● WHAT THE EXERCISE ASKS: Rewrite the entries from the first one through the line containing "59, 148, 125, 162", substituting "labeling collection" for every occurrence of "annotation dataset" and leaving everything else as it is.

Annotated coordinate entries
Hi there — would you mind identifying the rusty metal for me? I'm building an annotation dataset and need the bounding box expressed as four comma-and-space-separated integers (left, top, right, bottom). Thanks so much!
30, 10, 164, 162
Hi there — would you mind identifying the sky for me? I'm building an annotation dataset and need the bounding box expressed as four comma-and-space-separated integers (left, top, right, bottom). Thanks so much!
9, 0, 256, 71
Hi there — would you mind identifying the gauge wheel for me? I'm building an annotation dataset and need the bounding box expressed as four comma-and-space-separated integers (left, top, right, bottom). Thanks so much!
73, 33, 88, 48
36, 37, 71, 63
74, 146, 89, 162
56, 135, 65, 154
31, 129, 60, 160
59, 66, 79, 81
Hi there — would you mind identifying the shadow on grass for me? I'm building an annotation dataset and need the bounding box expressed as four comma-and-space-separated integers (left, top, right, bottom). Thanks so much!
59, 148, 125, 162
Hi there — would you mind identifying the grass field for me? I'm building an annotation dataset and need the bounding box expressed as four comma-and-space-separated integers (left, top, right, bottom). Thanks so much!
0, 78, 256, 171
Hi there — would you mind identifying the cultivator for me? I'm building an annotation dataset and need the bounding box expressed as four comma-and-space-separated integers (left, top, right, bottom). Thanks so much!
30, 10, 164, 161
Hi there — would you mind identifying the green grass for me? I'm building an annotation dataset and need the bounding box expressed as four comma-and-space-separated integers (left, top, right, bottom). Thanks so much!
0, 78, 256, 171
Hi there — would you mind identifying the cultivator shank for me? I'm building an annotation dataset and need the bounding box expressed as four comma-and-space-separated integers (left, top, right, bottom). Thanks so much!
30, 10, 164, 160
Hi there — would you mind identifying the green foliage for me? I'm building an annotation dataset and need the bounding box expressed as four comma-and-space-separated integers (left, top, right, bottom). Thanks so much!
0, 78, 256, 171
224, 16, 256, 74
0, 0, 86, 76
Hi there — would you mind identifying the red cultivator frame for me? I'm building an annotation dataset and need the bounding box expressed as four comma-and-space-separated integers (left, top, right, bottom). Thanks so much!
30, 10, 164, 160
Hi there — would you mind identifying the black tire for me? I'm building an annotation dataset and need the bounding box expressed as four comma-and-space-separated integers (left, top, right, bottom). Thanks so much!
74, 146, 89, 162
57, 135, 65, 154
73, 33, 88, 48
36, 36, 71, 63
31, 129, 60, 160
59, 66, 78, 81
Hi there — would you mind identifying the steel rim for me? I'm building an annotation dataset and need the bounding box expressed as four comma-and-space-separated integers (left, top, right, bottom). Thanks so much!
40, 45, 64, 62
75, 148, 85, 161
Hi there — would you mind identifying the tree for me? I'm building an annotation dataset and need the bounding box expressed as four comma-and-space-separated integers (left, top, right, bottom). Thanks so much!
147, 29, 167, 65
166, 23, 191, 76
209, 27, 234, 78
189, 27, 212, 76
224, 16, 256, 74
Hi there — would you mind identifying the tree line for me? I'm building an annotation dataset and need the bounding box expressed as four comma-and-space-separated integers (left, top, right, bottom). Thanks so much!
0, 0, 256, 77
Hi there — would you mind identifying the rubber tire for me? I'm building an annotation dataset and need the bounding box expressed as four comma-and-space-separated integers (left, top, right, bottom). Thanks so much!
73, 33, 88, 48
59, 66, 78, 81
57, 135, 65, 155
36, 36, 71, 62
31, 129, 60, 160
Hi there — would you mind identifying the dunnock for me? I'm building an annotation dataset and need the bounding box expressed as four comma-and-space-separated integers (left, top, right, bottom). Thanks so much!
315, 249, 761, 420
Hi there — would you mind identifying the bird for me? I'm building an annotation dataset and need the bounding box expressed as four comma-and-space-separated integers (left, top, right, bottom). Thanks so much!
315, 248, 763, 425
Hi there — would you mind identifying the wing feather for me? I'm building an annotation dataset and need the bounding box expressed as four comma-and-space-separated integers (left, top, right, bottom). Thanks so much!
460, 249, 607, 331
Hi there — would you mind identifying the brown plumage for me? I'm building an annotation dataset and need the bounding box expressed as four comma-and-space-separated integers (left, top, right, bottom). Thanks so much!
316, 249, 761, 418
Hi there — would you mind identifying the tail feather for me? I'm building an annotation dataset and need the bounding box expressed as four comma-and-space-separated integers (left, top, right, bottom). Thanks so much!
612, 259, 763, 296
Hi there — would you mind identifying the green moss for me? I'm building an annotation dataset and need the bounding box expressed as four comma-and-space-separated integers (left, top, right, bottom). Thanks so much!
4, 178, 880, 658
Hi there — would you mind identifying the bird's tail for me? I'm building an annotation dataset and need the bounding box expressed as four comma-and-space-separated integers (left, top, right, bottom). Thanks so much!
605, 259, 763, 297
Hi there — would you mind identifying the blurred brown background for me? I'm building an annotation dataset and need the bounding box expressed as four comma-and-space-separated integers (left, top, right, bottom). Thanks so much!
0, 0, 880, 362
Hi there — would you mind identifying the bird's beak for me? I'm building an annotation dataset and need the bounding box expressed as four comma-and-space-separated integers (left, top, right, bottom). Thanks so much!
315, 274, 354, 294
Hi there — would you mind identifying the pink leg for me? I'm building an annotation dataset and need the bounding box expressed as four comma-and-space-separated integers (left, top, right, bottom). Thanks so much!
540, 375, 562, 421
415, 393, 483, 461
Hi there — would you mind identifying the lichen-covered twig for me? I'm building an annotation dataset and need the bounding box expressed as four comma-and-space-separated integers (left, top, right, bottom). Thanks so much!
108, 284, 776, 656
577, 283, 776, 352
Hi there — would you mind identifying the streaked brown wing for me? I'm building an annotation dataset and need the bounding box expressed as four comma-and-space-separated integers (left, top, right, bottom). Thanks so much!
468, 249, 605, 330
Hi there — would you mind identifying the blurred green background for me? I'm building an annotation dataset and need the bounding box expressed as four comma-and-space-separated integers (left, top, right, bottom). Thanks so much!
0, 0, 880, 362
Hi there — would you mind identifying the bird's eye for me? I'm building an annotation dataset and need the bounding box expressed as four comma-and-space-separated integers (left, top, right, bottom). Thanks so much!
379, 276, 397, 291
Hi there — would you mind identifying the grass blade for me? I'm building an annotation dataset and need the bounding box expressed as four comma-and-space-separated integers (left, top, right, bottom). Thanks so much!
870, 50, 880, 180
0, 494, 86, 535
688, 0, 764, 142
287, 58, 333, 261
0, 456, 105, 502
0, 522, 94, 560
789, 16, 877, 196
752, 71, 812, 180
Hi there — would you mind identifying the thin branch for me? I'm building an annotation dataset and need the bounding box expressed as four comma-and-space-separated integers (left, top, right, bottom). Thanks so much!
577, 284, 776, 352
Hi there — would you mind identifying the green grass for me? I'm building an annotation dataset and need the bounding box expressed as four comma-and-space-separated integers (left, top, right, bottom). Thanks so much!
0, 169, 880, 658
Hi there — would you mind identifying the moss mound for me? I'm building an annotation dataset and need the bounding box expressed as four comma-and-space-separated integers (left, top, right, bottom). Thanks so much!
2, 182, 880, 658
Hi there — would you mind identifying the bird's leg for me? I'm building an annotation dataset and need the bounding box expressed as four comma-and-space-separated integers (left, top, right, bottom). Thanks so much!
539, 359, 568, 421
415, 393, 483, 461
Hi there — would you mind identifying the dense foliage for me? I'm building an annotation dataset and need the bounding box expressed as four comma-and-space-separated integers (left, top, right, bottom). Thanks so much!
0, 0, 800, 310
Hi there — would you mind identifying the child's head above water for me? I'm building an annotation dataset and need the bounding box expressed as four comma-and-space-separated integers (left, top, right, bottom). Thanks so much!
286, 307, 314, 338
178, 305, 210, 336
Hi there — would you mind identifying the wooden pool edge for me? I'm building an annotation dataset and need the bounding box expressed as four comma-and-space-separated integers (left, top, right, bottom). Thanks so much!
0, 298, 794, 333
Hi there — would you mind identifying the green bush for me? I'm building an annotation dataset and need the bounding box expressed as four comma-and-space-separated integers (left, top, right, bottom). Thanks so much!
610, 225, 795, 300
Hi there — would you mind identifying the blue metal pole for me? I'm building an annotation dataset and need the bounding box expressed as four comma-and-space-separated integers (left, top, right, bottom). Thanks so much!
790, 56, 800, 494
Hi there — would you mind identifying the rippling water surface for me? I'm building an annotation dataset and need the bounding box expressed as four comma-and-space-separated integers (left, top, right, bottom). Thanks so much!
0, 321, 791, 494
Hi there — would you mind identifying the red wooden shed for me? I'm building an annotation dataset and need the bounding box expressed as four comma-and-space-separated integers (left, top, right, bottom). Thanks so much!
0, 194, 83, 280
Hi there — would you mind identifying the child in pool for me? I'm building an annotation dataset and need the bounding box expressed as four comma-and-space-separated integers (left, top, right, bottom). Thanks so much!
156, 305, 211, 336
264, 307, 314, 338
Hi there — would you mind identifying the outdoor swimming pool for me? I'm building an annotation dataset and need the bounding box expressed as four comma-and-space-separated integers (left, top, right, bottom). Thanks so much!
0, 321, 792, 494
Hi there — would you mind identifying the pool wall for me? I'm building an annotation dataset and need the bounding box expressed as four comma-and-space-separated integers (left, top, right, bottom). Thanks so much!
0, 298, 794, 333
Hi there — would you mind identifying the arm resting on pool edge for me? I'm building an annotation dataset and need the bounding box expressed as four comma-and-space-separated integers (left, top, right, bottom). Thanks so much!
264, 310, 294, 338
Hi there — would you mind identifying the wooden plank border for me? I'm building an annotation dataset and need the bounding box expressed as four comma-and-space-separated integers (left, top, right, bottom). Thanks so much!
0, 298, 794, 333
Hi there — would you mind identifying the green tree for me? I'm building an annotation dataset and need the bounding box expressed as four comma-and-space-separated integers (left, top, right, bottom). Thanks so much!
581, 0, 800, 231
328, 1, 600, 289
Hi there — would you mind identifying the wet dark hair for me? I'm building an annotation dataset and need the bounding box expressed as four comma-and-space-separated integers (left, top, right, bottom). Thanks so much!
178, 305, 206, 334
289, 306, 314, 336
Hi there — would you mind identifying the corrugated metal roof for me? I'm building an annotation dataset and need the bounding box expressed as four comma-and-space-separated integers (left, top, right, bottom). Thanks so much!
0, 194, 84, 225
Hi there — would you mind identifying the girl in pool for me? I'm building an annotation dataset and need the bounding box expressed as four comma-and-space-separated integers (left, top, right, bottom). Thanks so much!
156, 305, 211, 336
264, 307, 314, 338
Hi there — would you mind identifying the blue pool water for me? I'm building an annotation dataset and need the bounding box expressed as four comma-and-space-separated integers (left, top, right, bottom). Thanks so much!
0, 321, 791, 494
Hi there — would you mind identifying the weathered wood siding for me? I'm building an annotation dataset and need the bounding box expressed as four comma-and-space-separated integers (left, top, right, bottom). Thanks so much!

● ANSWER TO THE EXERCISE:
Hi there — would you mind identifying the rusty metal for me? I'm building an labeling collection and need the bounding box expressed as four comma-and-space-separated integers (left, top, right, bottom). Thanks so much!
30, 10, 164, 162
Hi there — would you mind identifying the sky for me? I'm building an labeling collection and need the bounding box expressed as four comma-and-space-separated integers (left, top, right, bottom). Thanks so much!
9, 0, 256, 71
Hi there — would you mind identifying the gauge wheel for me? I'm building an labeling collection and need the bounding box expressed as four comma-and-space-separated integers (left, top, right, bottom). Thanks so much!
73, 33, 88, 48
36, 37, 71, 63
74, 146, 89, 162
56, 135, 65, 154
31, 129, 60, 160
59, 66, 79, 81
Hi there — would you mind identifying the shadow on grass for me? I'm building an labeling collection and need the bounding box expressed as four comma-and-space-separated integers (left, top, right, bottom). Thanks so much!
59, 148, 125, 162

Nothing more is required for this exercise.